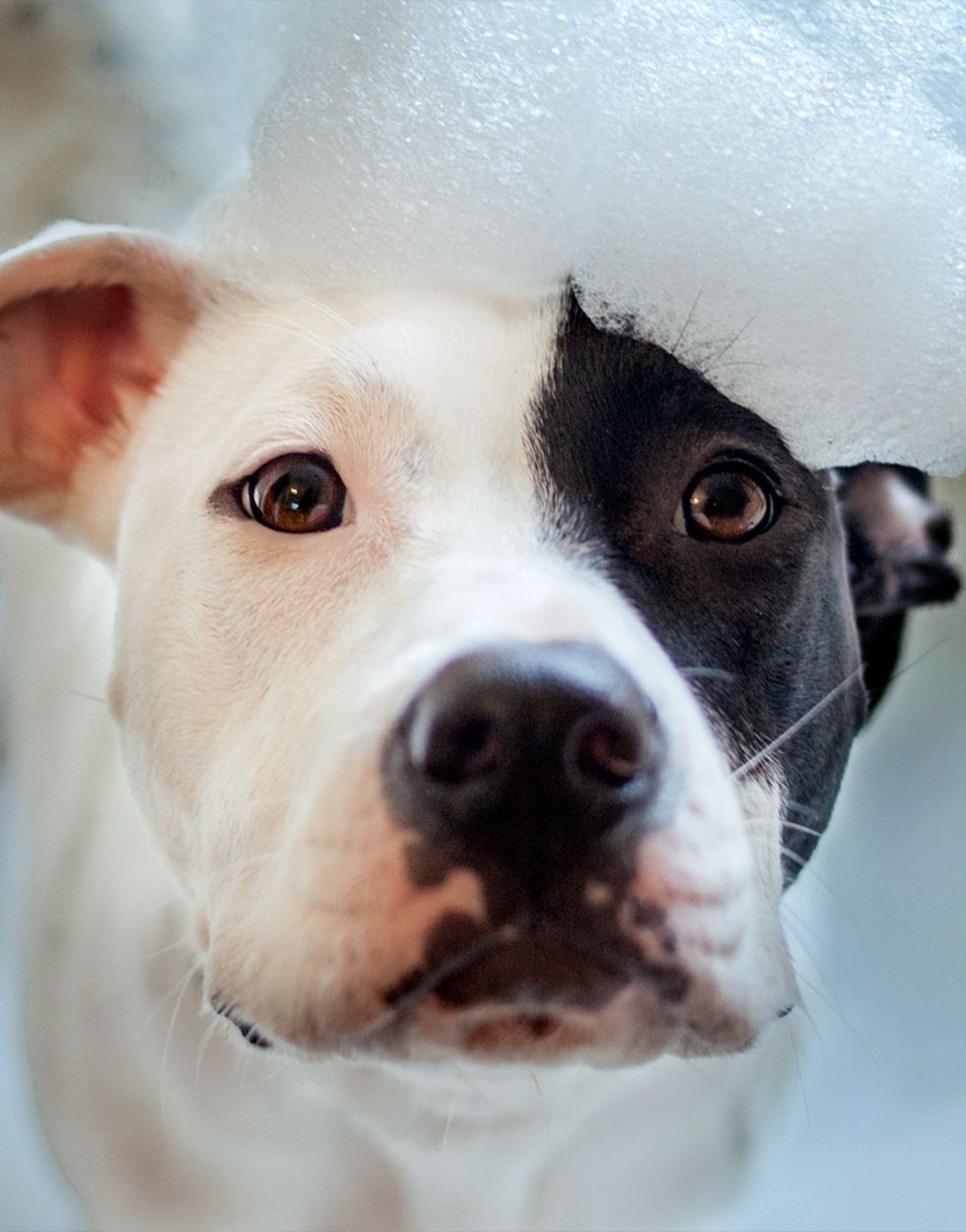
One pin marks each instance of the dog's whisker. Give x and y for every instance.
(182, 942)
(841, 1016)
(178, 984)
(688, 320)
(202, 1046)
(710, 364)
(801, 1083)
(807, 865)
(812, 713)
(284, 325)
(169, 1036)
(87, 696)
(803, 829)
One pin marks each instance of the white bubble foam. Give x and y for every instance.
(775, 191)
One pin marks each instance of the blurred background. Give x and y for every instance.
(103, 117)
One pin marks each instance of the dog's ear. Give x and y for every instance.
(897, 546)
(90, 318)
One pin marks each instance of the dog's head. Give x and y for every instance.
(486, 676)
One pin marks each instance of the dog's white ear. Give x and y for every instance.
(90, 318)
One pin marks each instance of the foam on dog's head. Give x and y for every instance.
(777, 193)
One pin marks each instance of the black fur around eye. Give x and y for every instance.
(296, 494)
(728, 503)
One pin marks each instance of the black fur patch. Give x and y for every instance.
(620, 430)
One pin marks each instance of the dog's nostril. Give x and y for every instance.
(607, 753)
(462, 749)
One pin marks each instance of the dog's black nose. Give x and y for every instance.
(530, 753)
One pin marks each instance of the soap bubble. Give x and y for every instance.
(773, 190)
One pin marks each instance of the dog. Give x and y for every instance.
(481, 678)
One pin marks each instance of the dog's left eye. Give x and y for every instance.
(728, 503)
(296, 494)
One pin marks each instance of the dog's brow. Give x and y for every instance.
(354, 377)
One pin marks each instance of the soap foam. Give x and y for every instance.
(774, 191)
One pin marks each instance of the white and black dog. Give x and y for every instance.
(483, 679)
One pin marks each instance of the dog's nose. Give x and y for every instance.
(525, 752)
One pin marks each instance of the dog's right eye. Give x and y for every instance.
(296, 494)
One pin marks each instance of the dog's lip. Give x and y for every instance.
(536, 969)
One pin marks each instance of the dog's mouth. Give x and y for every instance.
(512, 992)
(536, 970)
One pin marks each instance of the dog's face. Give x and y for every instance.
(484, 675)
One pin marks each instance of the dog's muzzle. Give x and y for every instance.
(525, 759)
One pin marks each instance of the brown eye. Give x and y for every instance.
(296, 494)
(729, 503)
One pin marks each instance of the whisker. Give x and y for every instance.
(181, 980)
(842, 1019)
(164, 1099)
(792, 807)
(710, 673)
(754, 762)
(79, 693)
(804, 829)
(167, 949)
(710, 364)
(688, 320)
(202, 1046)
(448, 1123)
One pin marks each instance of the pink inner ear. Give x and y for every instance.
(65, 359)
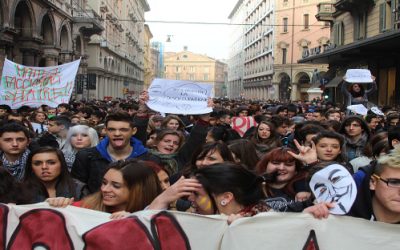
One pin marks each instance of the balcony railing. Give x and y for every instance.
(325, 12)
(90, 17)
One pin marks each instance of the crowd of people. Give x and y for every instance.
(121, 157)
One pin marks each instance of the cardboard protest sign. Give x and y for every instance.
(335, 184)
(33, 86)
(77, 228)
(179, 97)
(358, 76)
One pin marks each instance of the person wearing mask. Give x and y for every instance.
(14, 141)
(119, 144)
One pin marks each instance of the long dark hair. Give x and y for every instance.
(281, 155)
(202, 152)
(11, 191)
(244, 184)
(245, 151)
(141, 180)
(65, 185)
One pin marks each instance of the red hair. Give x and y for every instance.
(277, 155)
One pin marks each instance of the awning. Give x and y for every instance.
(334, 82)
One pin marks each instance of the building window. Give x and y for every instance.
(384, 17)
(306, 21)
(285, 24)
(284, 55)
(338, 33)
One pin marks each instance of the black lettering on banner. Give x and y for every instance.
(311, 243)
(170, 234)
(41, 227)
(3, 225)
(129, 233)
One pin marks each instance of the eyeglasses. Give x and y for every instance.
(391, 182)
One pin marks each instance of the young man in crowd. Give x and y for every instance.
(318, 115)
(14, 140)
(378, 196)
(333, 114)
(91, 164)
(357, 134)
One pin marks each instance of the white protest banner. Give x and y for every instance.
(33, 86)
(179, 97)
(242, 124)
(358, 76)
(358, 109)
(335, 184)
(21, 227)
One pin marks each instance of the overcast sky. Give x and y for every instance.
(212, 40)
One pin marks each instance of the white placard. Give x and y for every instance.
(78, 228)
(33, 86)
(334, 183)
(179, 97)
(358, 76)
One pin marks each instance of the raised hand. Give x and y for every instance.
(60, 201)
(183, 187)
(320, 210)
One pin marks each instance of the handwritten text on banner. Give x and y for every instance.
(179, 97)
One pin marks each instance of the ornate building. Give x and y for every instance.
(365, 34)
(106, 34)
(42, 33)
(189, 66)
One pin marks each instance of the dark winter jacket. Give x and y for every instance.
(91, 164)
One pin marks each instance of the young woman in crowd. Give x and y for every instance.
(127, 187)
(356, 94)
(47, 176)
(265, 138)
(244, 152)
(173, 122)
(289, 178)
(39, 122)
(166, 151)
(78, 137)
(225, 188)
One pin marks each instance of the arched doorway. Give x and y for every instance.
(23, 24)
(47, 31)
(284, 87)
(303, 81)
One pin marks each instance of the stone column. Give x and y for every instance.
(293, 95)
(28, 58)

* [Do this]
Print nothing but the lines from the line with "One pin marks each instance of the white protest" to the last line of the records above. Both of those lines count.

* [Answer to this exercise]
One pin marks each instance of the white protest banner. Give x and y for every instance.
(33, 86)
(179, 97)
(242, 124)
(358, 76)
(358, 109)
(335, 184)
(21, 227)
One pin marks each instance of the overcast sky. Give x and y for every instance.
(212, 40)
One pin marks each instance of the white placard. Give x and y for every instance.
(78, 228)
(33, 86)
(334, 183)
(179, 97)
(358, 76)
One pin marks each instance of the raised hand. Give x and y for every instance.
(60, 201)
(183, 187)
(320, 210)
One pin marks each instance of the handwritten text on banner. Give x and y for every instance.
(179, 97)
One pin marks each instance of the ornate building. Give x and y for every instance.
(365, 34)
(106, 34)
(42, 33)
(189, 66)
One pin marks each instance of the dark winter jacket. Give x and y for every instance.
(91, 164)
One pin marks each instance of the young woman in crowd. Give x and y for every instance.
(127, 187)
(356, 94)
(47, 176)
(265, 138)
(244, 152)
(173, 122)
(289, 178)
(39, 122)
(166, 151)
(78, 137)
(225, 188)
One pin marks each instance of the arched doorway. Give x and y for every instance.
(23, 24)
(47, 31)
(284, 87)
(303, 81)
One pin marks each instance of the stone column. Give x and y for every instance.
(293, 95)
(28, 58)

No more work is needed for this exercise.